> Job A
Lay out the dataset rows below as a two-column CSV with the columns "query" and "points", one line per row, placing the row's text and its answer each in a single quoted field with any line breaks replaced by spaces. Omit the pictures from the output.
******
A Cuban and U.S. flag wave from the balcony of the Hotel Saratoga where a U.S. Congressional delegation is staying in Havana, Cuba, on Monday.

Ramon Espinosa/AP

The United States and Cuba will hold a second round of talks aimed at normalizing diplomatic relations in Washington, next week.

State Department spokeswoman Jen Psaki made the announcement during her daily press conference on Tuesday.

Reuters reports:

"The sides held historic negotiations in Havana last month and the next round is seen by U.S. officials as critical to fleshing out details on re-establishing ties.

"In particular, the United States wants to reopen the U.S. embassy in Havana before Cuba is officially removed from the U.S. list of state sponsors of terrorism. It also wants travel restrictions on U.S. diplomatic staff in Cuba lifted.

"Cuba made clear in last month's talks that it first wants to be removed from the terrorism list and wants Washington to halt support for Cuban political dissidents, a step the United States has firmly rejected."
******
> Job B
Carry on the news article about the United States–Cuba talks from the point at which it ends.

Dataset rows:
******
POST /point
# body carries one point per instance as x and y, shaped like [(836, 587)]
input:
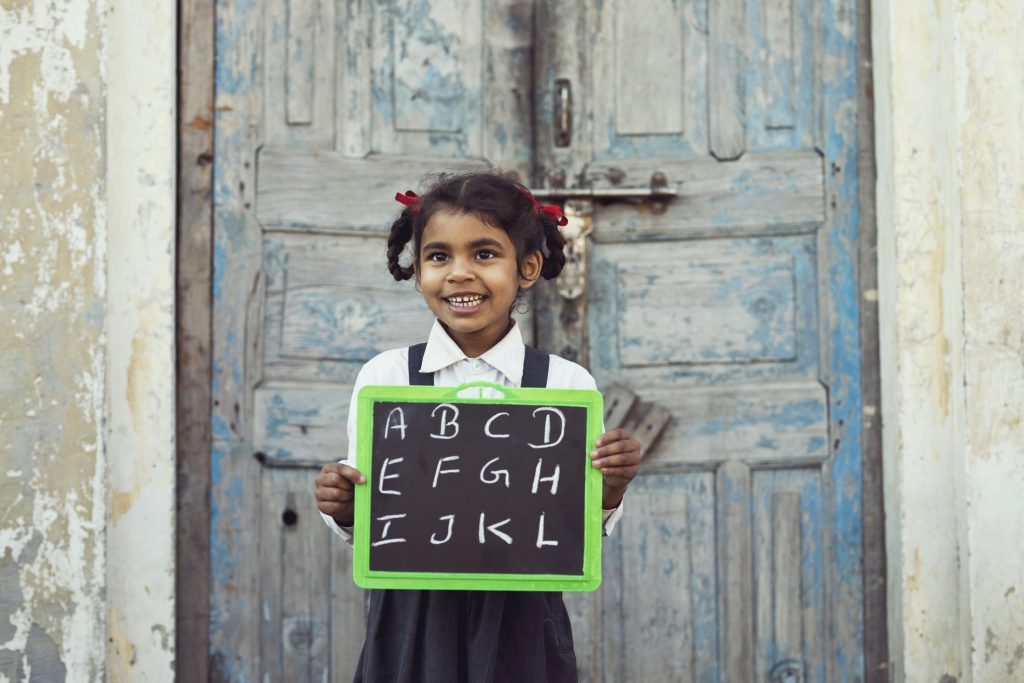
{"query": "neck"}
[(475, 344)]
******
> Final answer A
query,points
"POST /point # body carries one point per instance as x and y, shaped like [(836, 587)] input: {""query"": ""neck""}","[(475, 344)]"

> Final answer B
The Associated Press caught up with Senators Mark Warner of Virginia, Claire McCaskill of Missouri and Amy Klobuchar of Minnesota, who were in Havana over the weekend. Klobuchar has introduced a bill in Congress that would lift the U.S. embargo on the island.

The AP reports the senators said they were looking at next week's meetings with hope and expectations.

Quoting Warner, the AP adds:

"He did not say if he expected the pending issues to all be resolved in the coming round of talks but told a large group of reporters, most from Cuban state media, that diplomats often moved more slowly than politicians want. The next three to six months are a key window for progress in the normalization of ties between Cuba and the U.S., he said.

"'Frankly I'm optimistic because the negotiators are two women and we know how to get things done,' McCaskill said."